— What is being asked —
Copy out, character for character, everything in the records from the line containing "Return the segmentation of every instance of the quilted" down to the end of the records.

— Records —
==========
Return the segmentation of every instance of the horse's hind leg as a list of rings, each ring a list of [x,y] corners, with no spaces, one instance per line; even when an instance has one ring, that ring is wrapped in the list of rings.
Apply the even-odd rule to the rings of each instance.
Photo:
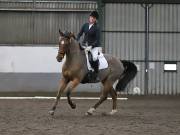
[[[113,115],[117,112],[117,93],[114,90],[114,88],[111,89],[110,95],[111,95],[112,100],[113,100],[113,106],[112,106],[112,111],[110,112],[110,115]]]
[[[70,84],[68,85],[68,88],[67,88],[67,94],[66,95],[67,95],[68,103],[72,109],[76,108],[76,104],[73,103],[71,100],[71,92],[79,83],[80,83],[79,79],[74,79],[73,81],[70,82]]]
[[[103,91],[102,91],[102,95],[101,95],[101,97],[100,97],[100,100],[99,100],[93,107],[91,107],[91,108],[87,111],[86,115],[92,115],[92,114],[93,114],[93,112],[95,111],[95,109],[96,109],[99,105],[101,105],[101,104],[107,99],[108,93],[109,93],[110,90],[111,90],[111,85],[108,84],[108,83],[104,83],[104,89],[103,89]]]
[[[59,90],[58,90],[58,93],[57,93],[57,96],[56,96],[56,101],[55,101],[52,109],[49,111],[49,113],[50,113],[51,115],[54,115],[54,111],[56,110],[58,101],[59,101],[59,99],[60,99],[60,97],[61,97],[61,94],[62,94],[63,91],[65,90],[67,84],[68,84],[68,81],[66,81],[65,79],[61,79],[61,80],[60,80]]]

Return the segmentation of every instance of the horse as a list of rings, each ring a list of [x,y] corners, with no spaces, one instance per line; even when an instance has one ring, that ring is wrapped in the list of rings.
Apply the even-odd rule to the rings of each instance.
[[[62,77],[59,82],[56,100],[49,111],[51,115],[54,115],[59,99],[65,91],[70,107],[72,109],[76,108],[76,104],[71,100],[71,92],[83,81],[88,73],[85,51],[81,49],[75,35],[72,32],[63,33],[59,30],[57,61],[61,62],[65,55],[66,60],[62,67]],[[123,91],[137,74],[137,67],[134,63],[120,60],[109,54],[104,54],[104,57],[108,62],[108,67],[98,72],[99,82],[103,86],[102,94],[98,102],[85,113],[86,115],[93,115],[97,107],[107,99],[108,94],[113,100],[112,111],[109,114],[115,114],[117,112],[117,92]],[[114,88],[115,83],[116,87]]]

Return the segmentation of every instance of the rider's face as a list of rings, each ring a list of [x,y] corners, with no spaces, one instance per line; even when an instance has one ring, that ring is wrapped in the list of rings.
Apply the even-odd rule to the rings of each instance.
[[[93,17],[93,16],[89,16],[89,23],[90,23],[90,24],[93,24],[93,23],[95,23],[95,22],[96,22],[96,18]]]

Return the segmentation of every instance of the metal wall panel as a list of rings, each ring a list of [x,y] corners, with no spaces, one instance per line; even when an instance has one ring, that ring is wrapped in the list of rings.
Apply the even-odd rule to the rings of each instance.
[[[149,13],[150,31],[180,31],[180,4],[155,4]]]
[[[90,11],[97,8],[93,1],[34,1],[35,10],[27,10],[32,2],[1,1],[1,45],[57,44],[59,28],[77,34]]]
[[[144,30],[144,9],[139,4],[106,4],[106,31]]]
[[[149,38],[150,60],[180,60],[180,33],[154,33]]]
[[[154,4],[149,10],[148,94],[180,94],[180,63],[177,72],[164,72],[164,61],[180,60],[180,5]],[[140,65],[135,80],[128,85],[144,90],[145,10],[139,4],[108,3],[105,6],[105,52]],[[137,62],[141,61],[141,62]]]
[[[149,71],[148,94],[176,95],[180,94],[180,63],[177,64],[177,72],[164,72],[164,62],[152,62],[154,69]]]
[[[0,10],[18,11],[91,11],[95,1],[62,0],[0,0]]]
[[[105,33],[105,52],[126,60],[144,60],[144,34]]]
[[[140,89],[139,95],[144,95],[144,70],[145,70],[145,63],[144,62],[134,62],[134,64],[138,68],[138,72],[136,77],[128,84],[126,91],[127,94],[136,94],[133,92],[133,89],[135,87],[138,87]]]

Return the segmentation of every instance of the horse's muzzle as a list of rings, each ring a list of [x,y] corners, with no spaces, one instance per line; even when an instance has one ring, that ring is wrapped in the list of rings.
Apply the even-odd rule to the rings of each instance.
[[[61,62],[63,58],[60,57],[60,56],[57,56],[56,59],[57,59],[58,62]]]

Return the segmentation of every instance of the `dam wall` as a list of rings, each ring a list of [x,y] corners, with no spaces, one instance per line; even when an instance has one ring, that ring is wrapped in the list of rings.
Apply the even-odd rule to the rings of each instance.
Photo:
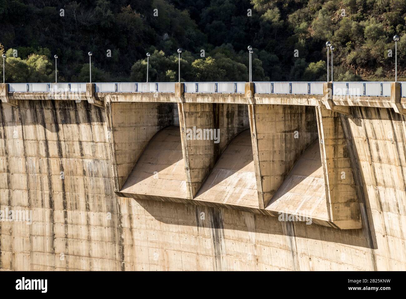
[[[0,210],[32,211],[0,221],[2,270],[406,270],[395,108],[165,96],[2,103]]]

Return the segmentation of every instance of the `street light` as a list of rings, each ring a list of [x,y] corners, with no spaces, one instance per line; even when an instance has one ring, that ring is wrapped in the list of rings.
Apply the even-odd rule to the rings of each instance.
[[[334,50],[334,46],[330,46],[330,50],[331,50],[331,82],[333,82],[333,51]]]
[[[148,69],[149,66],[149,56],[151,55],[149,53],[147,53],[147,83],[148,83]]]
[[[248,70],[249,74],[248,76],[249,77],[248,79],[249,81],[251,82],[251,77],[252,76],[252,69],[251,68],[251,54],[253,53],[253,50],[252,50],[253,47],[251,47],[251,46],[248,46],[248,53],[249,53],[249,70]]]
[[[182,50],[178,49],[178,53],[179,53],[179,71],[178,72],[179,74],[179,83],[180,83],[180,53],[182,52]]]
[[[328,82],[328,47],[331,45],[331,43],[327,41],[326,43],[326,46],[327,48],[327,82]]]
[[[397,41],[399,40],[399,37],[395,35],[393,37],[395,41],[395,82],[397,82]]]
[[[58,55],[56,55],[54,57],[55,57],[55,83],[58,83],[56,80],[56,59],[58,58]]]
[[[3,84],[4,84],[4,60],[6,58],[6,55],[5,54],[3,54],[3,55],[2,55],[1,56],[1,57],[3,57]]]
[[[89,52],[87,55],[89,55],[89,67],[90,68],[90,82],[92,83],[92,54],[91,52]]]

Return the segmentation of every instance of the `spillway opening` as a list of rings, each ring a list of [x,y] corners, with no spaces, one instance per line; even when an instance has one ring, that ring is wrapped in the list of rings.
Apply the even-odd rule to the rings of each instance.
[[[133,197],[147,195],[187,198],[185,162],[179,127],[167,127],[153,137],[120,192]]]
[[[196,199],[258,207],[249,129],[240,133],[230,142],[200,188]]]

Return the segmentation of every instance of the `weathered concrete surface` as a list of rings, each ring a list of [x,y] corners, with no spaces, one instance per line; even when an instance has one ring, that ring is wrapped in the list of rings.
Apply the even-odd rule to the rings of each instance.
[[[175,104],[176,105],[176,104]],[[113,171],[119,191],[152,137],[174,123],[171,103],[107,102],[106,111]]]
[[[179,127],[167,127],[153,137],[120,193],[187,198]]]
[[[295,164],[266,209],[329,220],[318,140]]]
[[[195,199],[258,207],[249,130],[240,133],[231,142]]]
[[[186,182],[192,199],[230,141],[248,128],[248,112],[246,106],[235,104],[179,103],[178,107]],[[205,134],[195,138],[190,132],[196,129],[212,130],[212,138]],[[220,137],[218,142],[214,140],[215,133]]]
[[[311,106],[250,106],[259,206],[263,207],[300,156],[317,138],[317,124]]]
[[[360,228],[359,202],[339,114],[316,108],[330,219],[341,229]]]
[[[84,101],[2,104],[0,208],[30,210],[34,219],[0,221],[2,270],[406,270],[404,117],[365,107],[339,116],[362,221],[341,230],[192,200],[118,196],[121,133],[110,103],[104,110]],[[126,110],[131,121],[137,109]],[[126,127],[120,117],[116,127],[127,132],[145,119]],[[119,147],[126,138],[118,138]],[[129,173],[138,151],[123,151]]]

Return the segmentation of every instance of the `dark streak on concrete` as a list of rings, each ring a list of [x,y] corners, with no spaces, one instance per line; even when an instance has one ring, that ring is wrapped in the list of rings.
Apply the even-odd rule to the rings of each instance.
[[[225,256],[225,247],[224,244],[224,219],[221,209],[208,207],[209,218],[212,231],[212,240],[213,242],[215,259],[214,266],[215,270],[221,271],[222,267],[225,269],[225,265],[222,263]]]

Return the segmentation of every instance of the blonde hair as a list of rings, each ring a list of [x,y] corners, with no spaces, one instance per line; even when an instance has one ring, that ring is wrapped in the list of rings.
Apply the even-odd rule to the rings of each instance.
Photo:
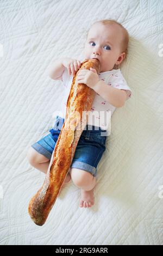
[[[125,53],[126,53],[125,58],[126,58],[127,53],[128,53],[128,46],[129,39],[129,33],[128,33],[127,30],[126,29],[126,28],[125,28],[122,25],[122,24],[121,24],[120,22],[116,21],[115,20],[101,20],[97,21],[95,21],[93,24],[92,24],[91,27],[93,25],[94,25],[95,24],[96,24],[96,23],[102,23],[102,24],[103,24],[103,25],[105,25],[105,26],[107,26],[108,25],[110,25],[110,23],[116,23],[117,25],[118,25],[120,27],[121,27],[121,29],[123,31],[123,36],[122,37],[122,42],[122,42],[122,46],[121,46],[122,52],[125,52]],[[91,27],[90,28],[90,29],[87,31],[87,35],[86,35],[86,38],[87,37],[89,31]],[[118,65],[118,66],[119,66],[119,65]]]

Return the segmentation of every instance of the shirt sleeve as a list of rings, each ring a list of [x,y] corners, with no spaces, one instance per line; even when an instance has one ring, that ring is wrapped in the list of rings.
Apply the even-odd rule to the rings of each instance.
[[[127,93],[127,98],[126,100],[131,97],[132,91],[127,84],[121,72],[112,74],[109,84],[115,88],[125,90]]]

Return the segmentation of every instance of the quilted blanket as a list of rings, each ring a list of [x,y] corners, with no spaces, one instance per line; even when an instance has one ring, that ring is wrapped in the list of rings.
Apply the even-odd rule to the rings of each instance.
[[[48,134],[64,95],[49,65],[81,59],[95,21],[113,19],[130,35],[122,72],[133,91],[115,111],[98,166],[95,205],[62,188],[47,221],[28,214],[45,174],[26,155]],[[1,0],[0,244],[163,245],[162,0]]]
==========
— Exercise solution —
Return the segmentation of every instance of the quilted blanket as a list of rings, each ring a list of [x,y] corners, with no spaces, one instance per line; even when an instance has one ring, that ring is wrapped in the list of rings.
Apply the even-odd rule to the rings of each instance.
[[[48,134],[64,95],[49,65],[81,59],[95,21],[113,19],[130,35],[122,72],[133,91],[115,111],[98,166],[95,205],[62,188],[47,221],[28,214],[45,174],[26,155]],[[1,0],[0,244],[163,245],[162,0]]]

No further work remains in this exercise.